(Records of position annotations)
--- Start ---

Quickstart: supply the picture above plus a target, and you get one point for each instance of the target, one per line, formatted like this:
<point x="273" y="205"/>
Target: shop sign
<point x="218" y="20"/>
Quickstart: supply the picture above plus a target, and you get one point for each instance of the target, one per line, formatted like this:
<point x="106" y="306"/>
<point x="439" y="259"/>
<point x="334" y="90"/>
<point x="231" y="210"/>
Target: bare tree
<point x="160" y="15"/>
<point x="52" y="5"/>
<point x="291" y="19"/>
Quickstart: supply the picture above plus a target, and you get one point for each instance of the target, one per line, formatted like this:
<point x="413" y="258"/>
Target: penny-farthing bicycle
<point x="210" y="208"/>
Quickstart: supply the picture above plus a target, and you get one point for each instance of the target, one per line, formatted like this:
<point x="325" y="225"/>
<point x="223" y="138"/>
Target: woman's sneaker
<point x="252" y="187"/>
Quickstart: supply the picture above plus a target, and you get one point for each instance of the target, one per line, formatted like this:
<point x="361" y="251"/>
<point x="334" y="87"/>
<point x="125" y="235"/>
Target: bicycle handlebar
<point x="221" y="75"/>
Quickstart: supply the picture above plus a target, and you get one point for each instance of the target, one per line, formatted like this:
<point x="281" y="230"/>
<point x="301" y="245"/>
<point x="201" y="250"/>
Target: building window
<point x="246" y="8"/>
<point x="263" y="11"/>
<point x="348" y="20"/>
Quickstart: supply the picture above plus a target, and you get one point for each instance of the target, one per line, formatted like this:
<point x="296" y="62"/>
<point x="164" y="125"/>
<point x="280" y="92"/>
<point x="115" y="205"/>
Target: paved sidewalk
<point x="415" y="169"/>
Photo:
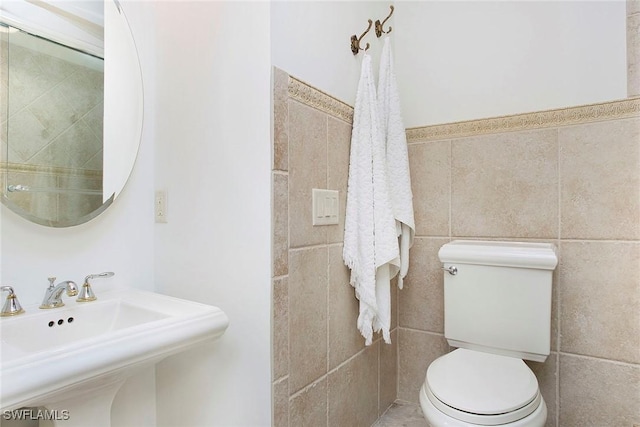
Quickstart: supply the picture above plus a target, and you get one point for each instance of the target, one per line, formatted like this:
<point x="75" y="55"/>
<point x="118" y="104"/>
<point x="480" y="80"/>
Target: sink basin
<point x="51" y="357"/>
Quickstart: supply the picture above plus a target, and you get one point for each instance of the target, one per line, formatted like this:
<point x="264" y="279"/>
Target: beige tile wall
<point x="570" y="177"/>
<point x="323" y="375"/>
<point x="633" y="48"/>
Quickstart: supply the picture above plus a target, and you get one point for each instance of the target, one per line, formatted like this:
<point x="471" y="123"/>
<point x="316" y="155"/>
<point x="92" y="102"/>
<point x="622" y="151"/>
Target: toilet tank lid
<point x="507" y="254"/>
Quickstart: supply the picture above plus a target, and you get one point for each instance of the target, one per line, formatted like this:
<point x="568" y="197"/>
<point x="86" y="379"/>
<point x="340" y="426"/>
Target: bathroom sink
<point x="49" y="356"/>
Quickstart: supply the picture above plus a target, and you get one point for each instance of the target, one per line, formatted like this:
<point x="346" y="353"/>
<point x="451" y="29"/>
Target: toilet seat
<point x="482" y="388"/>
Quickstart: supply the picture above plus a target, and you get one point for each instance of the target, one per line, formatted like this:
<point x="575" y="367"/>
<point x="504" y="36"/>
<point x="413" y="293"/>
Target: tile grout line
<point x="288" y="127"/>
<point x="558" y="290"/>
<point x="328" y="269"/>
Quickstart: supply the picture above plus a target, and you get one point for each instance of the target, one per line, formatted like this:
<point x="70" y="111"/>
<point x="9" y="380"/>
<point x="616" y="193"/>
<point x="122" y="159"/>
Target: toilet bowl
<point x="468" y="388"/>
<point x="497" y="311"/>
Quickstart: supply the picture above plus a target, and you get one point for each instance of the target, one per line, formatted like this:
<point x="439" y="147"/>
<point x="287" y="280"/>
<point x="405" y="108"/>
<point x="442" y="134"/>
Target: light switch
<point x="325" y="206"/>
<point x="161" y="206"/>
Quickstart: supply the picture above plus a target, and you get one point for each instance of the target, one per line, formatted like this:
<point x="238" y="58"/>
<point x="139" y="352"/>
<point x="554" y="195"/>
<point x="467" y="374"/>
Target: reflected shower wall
<point x="51" y="127"/>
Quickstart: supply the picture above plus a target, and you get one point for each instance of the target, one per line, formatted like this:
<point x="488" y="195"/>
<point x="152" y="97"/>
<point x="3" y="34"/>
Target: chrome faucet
<point x="53" y="294"/>
<point x="11" y="306"/>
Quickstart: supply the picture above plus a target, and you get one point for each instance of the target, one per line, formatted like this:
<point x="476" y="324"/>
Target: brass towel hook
<point x="379" y="26"/>
<point x="355" y="41"/>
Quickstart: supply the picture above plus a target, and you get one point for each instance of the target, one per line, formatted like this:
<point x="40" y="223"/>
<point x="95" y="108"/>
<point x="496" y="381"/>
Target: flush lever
<point x="453" y="270"/>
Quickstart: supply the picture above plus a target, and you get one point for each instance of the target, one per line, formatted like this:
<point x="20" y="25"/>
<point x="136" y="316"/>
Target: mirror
<point x="70" y="121"/>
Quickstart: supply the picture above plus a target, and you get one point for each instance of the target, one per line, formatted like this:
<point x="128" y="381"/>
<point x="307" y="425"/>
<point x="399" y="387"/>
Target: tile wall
<point x="323" y="375"/>
<point x="570" y="177"/>
<point x="633" y="48"/>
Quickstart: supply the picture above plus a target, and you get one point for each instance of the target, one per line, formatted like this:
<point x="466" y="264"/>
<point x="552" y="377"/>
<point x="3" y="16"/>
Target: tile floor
<point x="402" y="414"/>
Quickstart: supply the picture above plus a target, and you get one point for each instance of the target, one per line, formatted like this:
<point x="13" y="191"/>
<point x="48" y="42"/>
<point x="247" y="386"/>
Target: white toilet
<point x="497" y="311"/>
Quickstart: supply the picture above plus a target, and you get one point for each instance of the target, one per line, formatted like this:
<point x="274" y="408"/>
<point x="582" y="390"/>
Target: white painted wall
<point x="120" y="240"/>
<point x="207" y="141"/>
<point x="312" y="41"/>
<point x="464" y="60"/>
<point x="213" y="150"/>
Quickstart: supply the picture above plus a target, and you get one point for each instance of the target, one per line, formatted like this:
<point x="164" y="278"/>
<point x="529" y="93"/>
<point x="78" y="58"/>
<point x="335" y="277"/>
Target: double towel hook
<point x="379" y="29"/>
<point x="355" y="40"/>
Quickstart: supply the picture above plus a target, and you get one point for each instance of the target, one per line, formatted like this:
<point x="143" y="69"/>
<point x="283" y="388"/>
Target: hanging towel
<point x="393" y="134"/>
<point x="370" y="240"/>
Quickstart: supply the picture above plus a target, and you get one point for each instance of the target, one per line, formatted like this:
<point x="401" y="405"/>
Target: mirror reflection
<point x="53" y="147"/>
<point x="70" y="121"/>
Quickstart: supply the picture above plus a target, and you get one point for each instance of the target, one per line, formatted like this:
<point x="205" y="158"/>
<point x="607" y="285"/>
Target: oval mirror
<point x="72" y="108"/>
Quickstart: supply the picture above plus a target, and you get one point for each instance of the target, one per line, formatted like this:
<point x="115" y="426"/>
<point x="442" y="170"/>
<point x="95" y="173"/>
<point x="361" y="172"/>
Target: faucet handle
<point x="86" y="293"/>
<point x="11" y="306"/>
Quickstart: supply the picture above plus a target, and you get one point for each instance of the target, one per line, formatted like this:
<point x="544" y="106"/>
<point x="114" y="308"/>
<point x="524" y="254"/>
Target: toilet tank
<point x="499" y="300"/>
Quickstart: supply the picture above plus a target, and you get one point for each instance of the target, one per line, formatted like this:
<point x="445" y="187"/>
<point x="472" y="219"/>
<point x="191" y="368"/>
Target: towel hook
<point x="379" y="26"/>
<point x="355" y="40"/>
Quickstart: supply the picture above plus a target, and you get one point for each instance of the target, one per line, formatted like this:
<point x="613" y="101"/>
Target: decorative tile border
<point x="543" y="119"/>
<point x="53" y="170"/>
<point x="612" y="110"/>
<point x="312" y="97"/>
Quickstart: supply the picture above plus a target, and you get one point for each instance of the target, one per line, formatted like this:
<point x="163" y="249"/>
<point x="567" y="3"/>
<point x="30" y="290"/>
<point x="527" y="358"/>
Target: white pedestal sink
<point x="72" y="360"/>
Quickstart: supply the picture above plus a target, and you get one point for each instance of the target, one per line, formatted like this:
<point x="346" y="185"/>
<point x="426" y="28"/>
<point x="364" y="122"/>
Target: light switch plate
<point x="161" y="206"/>
<point x="325" y="206"/>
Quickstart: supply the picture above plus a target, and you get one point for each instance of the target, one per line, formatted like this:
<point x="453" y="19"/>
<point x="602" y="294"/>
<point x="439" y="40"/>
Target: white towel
<point x="370" y="239"/>
<point x="393" y="133"/>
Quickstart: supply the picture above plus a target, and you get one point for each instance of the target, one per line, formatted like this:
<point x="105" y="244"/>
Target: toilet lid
<point x="482" y="383"/>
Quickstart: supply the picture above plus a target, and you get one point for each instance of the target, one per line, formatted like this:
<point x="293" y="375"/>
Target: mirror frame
<point x="134" y="137"/>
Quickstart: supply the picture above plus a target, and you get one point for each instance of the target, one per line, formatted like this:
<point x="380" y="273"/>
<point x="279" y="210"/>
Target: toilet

--- End ---

Tally the lines in the items above that contain the string "toilet", counting only matches with the same case. Reply with the number alone.

Exercise answer → 7